Tally the lines in the items below that contain the word "kitchen" and give only the resulting number.

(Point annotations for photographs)
□ □ □ □ □ □ □
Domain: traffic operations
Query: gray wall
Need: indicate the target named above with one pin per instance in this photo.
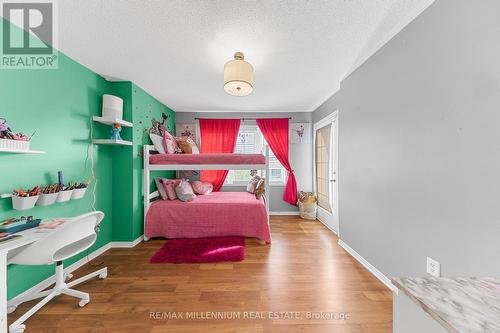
(419, 170)
(300, 154)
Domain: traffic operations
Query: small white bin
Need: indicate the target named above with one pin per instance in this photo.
(14, 144)
(24, 203)
(47, 199)
(64, 195)
(78, 193)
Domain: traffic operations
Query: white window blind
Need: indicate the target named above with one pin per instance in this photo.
(251, 141)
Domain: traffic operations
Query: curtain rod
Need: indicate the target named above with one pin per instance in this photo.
(239, 118)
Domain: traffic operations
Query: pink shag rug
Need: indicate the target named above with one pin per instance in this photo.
(198, 250)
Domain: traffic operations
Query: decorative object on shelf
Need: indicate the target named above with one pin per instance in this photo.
(48, 195)
(112, 107)
(112, 114)
(79, 191)
(300, 133)
(19, 224)
(23, 200)
(112, 142)
(238, 76)
(11, 142)
(7, 133)
(186, 130)
(115, 132)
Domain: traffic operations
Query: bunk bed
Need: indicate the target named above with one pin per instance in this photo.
(214, 215)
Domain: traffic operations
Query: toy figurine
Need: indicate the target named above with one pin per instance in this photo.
(115, 132)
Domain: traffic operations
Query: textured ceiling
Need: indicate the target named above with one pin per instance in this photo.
(176, 50)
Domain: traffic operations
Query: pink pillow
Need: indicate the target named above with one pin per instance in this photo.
(184, 191)
(202, 188)
(169, 185)
(169, 142)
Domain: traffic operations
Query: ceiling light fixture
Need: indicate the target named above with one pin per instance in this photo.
(238, 76)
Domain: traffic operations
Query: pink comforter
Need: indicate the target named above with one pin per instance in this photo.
(207, 159)
(214, 215)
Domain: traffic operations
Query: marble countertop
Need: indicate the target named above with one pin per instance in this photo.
(461, 305)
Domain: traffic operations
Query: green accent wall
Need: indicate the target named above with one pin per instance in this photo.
(58, 105)
(139, 108)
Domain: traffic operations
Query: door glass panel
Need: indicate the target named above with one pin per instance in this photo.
(323, 139)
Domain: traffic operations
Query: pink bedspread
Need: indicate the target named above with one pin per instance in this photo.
(207, 159)
(214, 215)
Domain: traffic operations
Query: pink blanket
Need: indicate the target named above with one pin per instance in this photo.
(214, 215)
(207, 159)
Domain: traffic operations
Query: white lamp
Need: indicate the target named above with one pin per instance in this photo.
(238, 76)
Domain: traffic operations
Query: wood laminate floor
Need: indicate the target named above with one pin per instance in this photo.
(304, 270)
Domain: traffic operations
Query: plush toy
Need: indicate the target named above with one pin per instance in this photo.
(115, 132)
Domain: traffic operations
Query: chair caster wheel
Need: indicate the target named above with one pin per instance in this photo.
(83, 302)
(18, 329)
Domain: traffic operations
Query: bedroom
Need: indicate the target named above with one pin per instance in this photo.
(369, 115)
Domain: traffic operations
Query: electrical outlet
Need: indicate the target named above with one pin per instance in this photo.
(433, 267)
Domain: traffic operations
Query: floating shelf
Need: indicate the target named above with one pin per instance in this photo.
(111, 121)
(112, 142)
(20, 151)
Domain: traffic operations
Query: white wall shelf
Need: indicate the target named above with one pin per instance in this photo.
(111, 121)
(21, 151)
(112, 142)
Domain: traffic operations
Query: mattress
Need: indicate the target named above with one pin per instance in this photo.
(227, 158)
(214, 215)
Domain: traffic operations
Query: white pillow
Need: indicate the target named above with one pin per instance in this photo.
(157, 142)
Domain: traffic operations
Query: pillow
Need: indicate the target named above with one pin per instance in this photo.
(157, 142)
(252, 184)
(184, 191)
(169, 185)
(187, 145)
(202, 187)
(168, 141)
(161, 189)
(261, 188)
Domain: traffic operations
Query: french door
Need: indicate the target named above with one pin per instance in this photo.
(325, 170)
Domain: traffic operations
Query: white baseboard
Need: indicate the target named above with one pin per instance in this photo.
(378, 274)
(286, 212)
(74, 266)
(328, 227)
(118, 245)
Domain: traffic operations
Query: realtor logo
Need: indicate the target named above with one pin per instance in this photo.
(28, 35)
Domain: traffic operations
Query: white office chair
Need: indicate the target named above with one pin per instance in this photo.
(68, 239)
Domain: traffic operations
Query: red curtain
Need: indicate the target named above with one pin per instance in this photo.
(275, 132)
(217, 136)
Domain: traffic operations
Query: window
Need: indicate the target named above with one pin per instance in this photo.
(251, 141)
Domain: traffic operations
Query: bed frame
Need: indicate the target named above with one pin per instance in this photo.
(148, 195)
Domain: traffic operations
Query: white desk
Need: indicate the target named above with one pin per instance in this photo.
(7, 250)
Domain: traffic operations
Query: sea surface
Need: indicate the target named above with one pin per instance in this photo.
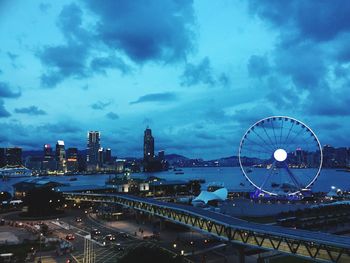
(230, 177)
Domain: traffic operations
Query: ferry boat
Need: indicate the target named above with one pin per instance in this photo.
(14, 172)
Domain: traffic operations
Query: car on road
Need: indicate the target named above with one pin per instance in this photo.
(119, 247)
(70, 237)
(95, 232)
(122, 235)
(110, 237)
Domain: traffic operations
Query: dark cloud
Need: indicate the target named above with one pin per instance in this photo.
(85, 87)
(146, 31)
(303, 63)
(100, 64)
(60, 127)
(70, 22)
(44, 7)
(112, 116)
(328, 103)
(3, 112)
(319, 20)
(215, 115)
(281, 96)
(67, 60)
(31, 110)
(156, 97)
(63, 61)
(6, 91)
(198, 74)
(308, 64)
(99, 105)
(12, 56)
(258, 66)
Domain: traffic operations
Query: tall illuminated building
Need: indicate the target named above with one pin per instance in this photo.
(61, 157)
(108, 156)
(93, 145)
(148, 145)
(49, 162)
(100, 157)
(72, 160)
(47, 151)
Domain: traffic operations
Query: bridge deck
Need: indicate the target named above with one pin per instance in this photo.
(310, 236)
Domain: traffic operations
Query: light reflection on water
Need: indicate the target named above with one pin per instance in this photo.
(231, 177)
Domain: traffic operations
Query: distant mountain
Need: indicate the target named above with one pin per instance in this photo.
(228, 161)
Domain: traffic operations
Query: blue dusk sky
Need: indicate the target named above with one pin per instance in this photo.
(198, 73)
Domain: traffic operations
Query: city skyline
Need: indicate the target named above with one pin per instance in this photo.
(70, 67)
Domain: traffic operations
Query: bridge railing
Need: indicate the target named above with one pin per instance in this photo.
(314, 249)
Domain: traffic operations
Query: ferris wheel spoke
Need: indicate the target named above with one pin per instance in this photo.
(296, 139)
(257, 151)
(268, 136)
(272, 150)
(290, 129)
(274, 134)
(267, 150)
(281, 133)
(296, 136)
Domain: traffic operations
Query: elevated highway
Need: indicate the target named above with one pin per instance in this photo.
(318, 246)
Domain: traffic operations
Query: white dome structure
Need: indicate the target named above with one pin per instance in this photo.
(205, 196)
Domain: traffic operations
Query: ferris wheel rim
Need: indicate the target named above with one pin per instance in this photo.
(297, 121)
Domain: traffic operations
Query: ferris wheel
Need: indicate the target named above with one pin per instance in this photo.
(280, 155)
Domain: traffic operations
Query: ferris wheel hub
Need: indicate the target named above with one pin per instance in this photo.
(280, 155)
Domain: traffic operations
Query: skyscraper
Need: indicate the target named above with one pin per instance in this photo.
(61, 156)
(100, 157)
(93, 145)
(72, 160)
(148, 145)
(47, 151)
(108, 157)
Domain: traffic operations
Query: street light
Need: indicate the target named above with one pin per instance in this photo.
(41, 235)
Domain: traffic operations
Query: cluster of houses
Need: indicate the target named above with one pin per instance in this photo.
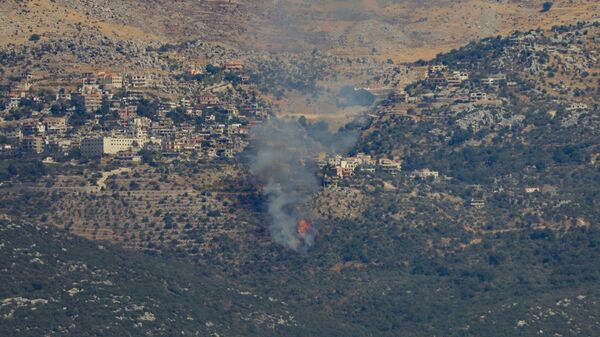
(338, 167)
(116, 126)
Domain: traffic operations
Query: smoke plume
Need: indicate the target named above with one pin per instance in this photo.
(283, 159)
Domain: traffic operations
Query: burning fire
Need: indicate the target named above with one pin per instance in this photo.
(304, 227)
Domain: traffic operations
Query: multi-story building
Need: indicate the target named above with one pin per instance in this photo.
(33, 144)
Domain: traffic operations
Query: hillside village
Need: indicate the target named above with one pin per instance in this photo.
(466, 168)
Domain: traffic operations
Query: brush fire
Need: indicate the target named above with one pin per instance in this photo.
(306, 234)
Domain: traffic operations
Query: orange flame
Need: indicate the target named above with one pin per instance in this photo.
(303, 227)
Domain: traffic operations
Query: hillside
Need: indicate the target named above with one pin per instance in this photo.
(57, 284)
(490, 228)
(400, 30)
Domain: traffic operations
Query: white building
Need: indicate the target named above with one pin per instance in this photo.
(98, 146)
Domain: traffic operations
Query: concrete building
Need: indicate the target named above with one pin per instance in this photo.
(33, 144)
(98, 146)
(91, 147)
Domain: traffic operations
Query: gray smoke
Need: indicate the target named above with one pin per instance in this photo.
(283, 160)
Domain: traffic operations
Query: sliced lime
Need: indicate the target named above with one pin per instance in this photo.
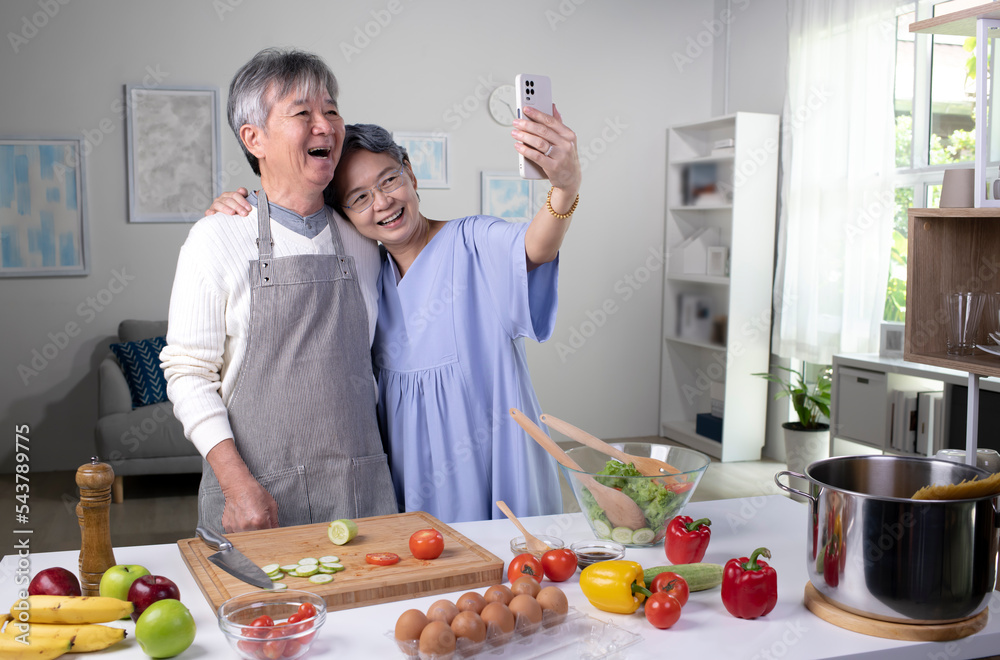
(342, 531)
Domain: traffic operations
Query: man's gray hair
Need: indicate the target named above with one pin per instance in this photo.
(269, 76)
(364, 137)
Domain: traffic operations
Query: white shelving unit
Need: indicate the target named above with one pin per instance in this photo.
(745, 218)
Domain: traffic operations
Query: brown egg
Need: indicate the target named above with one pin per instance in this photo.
(499, 593)
(410, 624)
(471, 601)
(526, 606)
(437, 639)
(552, 598)
(498, 614)
(470, 625)
(525, 585)
(442, 610)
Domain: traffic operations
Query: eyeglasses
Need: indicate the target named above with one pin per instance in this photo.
(361, 200)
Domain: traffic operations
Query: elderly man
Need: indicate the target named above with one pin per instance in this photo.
(268, 349)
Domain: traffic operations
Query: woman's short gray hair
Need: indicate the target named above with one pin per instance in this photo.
(271, 75)
(364, 137)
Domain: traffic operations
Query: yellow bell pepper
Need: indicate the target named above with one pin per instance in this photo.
(614, 586)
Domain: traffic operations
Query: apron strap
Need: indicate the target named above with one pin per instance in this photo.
(264, 241)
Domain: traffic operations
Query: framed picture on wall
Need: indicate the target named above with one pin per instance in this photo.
(430, 157)
(43, 219)
(173, 152)
(506, 195)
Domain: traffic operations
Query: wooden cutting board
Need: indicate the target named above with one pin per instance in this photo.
(463, 564)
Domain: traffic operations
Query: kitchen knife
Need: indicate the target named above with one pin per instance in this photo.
(232, 560)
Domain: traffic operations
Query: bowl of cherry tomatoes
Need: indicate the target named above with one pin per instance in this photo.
(266, 625)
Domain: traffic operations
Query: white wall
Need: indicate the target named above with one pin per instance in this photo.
(611, 66)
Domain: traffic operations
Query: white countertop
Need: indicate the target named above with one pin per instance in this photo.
(706, 630)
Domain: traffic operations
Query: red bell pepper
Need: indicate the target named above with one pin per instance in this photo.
(749, 586)
(687, 541)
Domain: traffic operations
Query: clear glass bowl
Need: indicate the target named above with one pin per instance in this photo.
(594, 550)
(258, 643)
(660, 498)
(517, 544)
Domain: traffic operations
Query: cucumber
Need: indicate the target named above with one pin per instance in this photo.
(643, 536)
(699, 576)
(601, 528)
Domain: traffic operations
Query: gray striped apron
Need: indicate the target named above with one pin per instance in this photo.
(303, 407)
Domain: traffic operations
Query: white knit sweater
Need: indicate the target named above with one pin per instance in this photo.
(209, 321)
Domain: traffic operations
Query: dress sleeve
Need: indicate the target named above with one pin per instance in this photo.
(192, 358)
(526, 302)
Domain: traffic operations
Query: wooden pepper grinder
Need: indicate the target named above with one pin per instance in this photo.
(93, 512)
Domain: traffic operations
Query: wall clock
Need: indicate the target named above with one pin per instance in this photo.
(501, 105)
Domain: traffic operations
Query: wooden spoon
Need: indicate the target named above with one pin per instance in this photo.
(535, 546)
(620, 509)
(650, 467)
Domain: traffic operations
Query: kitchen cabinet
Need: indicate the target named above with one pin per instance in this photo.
(721, 192)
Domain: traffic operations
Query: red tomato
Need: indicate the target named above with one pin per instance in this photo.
(382, 558)
(525, 564)
(672, 585)
(662, 610)
(427, 544)
(559, 565)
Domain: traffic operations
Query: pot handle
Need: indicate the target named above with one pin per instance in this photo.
(789, 489)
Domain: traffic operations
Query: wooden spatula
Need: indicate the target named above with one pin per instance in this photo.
(535, 546)
(620, 509)
(650, 467)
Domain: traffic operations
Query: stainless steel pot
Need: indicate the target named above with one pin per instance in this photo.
(874, 551)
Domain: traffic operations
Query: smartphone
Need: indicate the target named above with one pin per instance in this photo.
(536, 91)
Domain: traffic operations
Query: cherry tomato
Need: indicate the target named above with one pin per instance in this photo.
(672, 585)
(427, 544)
(382, 558)
(559, 565)
(307, 610)
(525, 564)
(662, 610)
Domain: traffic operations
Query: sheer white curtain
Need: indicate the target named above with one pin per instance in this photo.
(837, 200)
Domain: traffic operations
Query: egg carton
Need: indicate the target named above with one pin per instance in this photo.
(571, 635)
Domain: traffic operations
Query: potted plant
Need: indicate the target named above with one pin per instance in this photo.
(808, 439)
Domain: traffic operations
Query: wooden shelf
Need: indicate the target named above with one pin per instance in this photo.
(949, 250)
(960, 23)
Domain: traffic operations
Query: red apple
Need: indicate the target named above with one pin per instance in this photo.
(148, 589)
(54, 582)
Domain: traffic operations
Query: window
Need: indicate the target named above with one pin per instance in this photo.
(935, 101)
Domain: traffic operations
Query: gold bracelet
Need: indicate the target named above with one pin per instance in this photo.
(561, 216)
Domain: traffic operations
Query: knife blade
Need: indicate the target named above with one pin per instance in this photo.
(232, 560)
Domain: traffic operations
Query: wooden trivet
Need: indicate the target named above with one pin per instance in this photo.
(913, 632)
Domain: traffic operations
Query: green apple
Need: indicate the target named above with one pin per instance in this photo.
(165, 629)
(117, 580)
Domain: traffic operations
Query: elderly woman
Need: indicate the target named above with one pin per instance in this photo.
(457, 300)
(271, 320)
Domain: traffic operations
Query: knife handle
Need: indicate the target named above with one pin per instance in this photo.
(213, 539)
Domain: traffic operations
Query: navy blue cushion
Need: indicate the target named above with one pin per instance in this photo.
(140, 360)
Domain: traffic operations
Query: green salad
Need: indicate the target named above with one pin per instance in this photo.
(657, 503)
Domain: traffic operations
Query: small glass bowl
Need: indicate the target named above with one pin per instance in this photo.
(592, 551)
(237, 613)
(517, 544)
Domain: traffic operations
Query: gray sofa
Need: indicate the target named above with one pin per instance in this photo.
(147, 440)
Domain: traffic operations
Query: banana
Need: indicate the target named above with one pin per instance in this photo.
(11, 649)
(72, 609)
(83, 638)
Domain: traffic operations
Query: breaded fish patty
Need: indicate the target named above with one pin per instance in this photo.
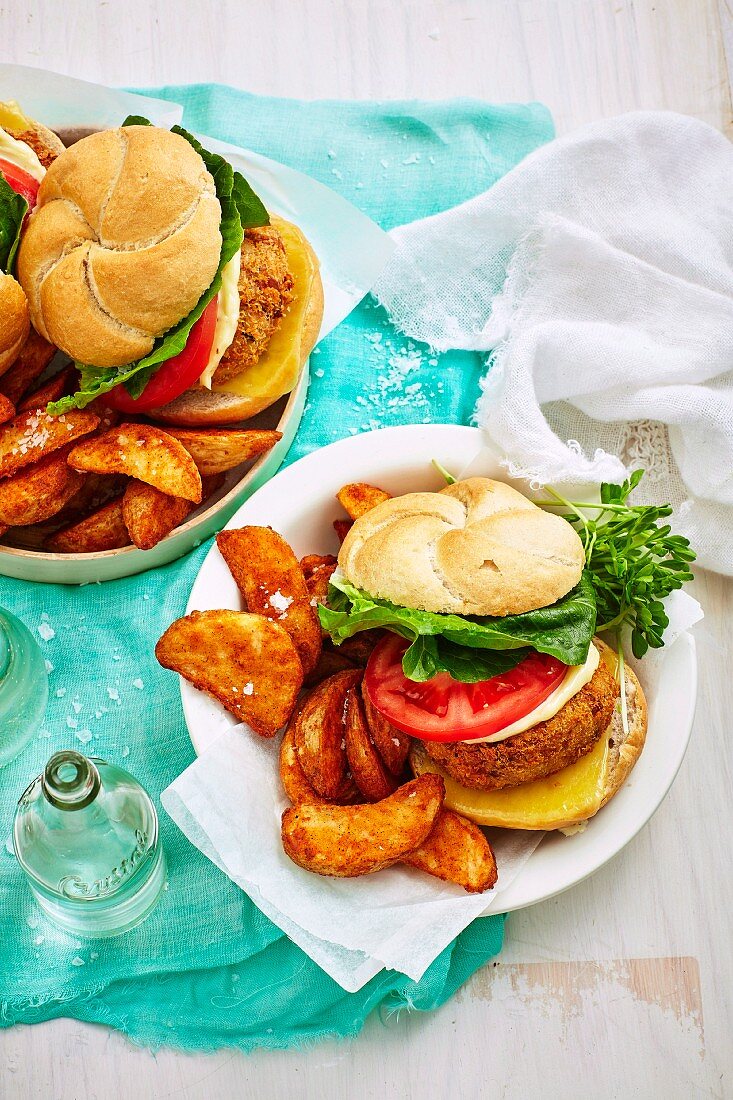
□ □ □ □ □ □ □
__The answer__:
2